You need Linux running to learn Linux. Here's how to get it.

Here's the thing: You have options. Cloud. Virtual machine. Physical. Pick what works for you.

Three Options

Why: Matches production. Learn cloud. Free tiers available.

Best for: DevOps learning. Cloud skills. Real environments.

My take: Start here. It's what you'll use in production anyway.

Option 2: Virtual Machine

Why: Safe. Easy to reset. Try different distros.

Best for: Learning. Experimentation. Local development.

My take: Good for learning. Safe. Easy to reset.

Option 3: Physical

Why: Full performance. Dedicated machine.

Best for: Advanced users. Dedicated Linux machine.

My take: Advanced. Only if you're committed.

Cloud Installation (AWS EC2)

Step 1: Create Account

  1. Go to aws.amazon.com
  2. Sign up (free tier available)

**********

In the guide to getting Linux running, what is the virtual machine option best for?

> RECORDS SHOWN:
**********

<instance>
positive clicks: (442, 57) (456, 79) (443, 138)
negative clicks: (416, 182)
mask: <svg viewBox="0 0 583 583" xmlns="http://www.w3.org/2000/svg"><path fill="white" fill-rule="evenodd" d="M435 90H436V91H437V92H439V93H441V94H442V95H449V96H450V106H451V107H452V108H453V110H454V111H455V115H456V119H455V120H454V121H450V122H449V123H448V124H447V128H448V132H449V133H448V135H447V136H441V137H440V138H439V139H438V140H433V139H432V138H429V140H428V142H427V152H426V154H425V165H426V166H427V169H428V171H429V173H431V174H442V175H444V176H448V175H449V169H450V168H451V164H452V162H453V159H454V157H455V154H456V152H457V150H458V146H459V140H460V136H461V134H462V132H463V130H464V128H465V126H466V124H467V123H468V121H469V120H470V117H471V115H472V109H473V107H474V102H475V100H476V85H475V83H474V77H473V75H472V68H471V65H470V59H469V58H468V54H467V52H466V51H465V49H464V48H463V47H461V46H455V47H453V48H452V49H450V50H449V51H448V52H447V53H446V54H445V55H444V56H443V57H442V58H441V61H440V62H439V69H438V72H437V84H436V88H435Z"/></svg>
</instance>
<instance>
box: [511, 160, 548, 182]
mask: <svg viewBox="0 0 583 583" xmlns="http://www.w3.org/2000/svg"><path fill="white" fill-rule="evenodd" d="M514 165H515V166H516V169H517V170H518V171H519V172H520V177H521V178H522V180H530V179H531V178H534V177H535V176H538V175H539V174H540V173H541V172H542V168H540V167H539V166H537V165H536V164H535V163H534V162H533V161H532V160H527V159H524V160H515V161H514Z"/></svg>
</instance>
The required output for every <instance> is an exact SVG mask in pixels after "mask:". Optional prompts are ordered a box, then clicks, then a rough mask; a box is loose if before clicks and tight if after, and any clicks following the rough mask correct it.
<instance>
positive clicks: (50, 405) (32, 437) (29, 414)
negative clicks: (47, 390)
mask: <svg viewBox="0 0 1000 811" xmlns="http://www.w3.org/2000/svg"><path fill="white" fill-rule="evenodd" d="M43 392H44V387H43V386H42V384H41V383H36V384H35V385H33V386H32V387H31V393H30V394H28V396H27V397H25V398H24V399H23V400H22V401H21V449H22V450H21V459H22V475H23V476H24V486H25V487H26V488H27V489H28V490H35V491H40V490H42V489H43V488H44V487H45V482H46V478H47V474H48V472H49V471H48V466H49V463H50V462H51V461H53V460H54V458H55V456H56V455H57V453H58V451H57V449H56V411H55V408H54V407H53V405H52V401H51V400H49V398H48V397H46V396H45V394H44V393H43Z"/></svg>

**********

> SOLUTION FOR THIS PROBLEM: Learning, experimentation, and local development.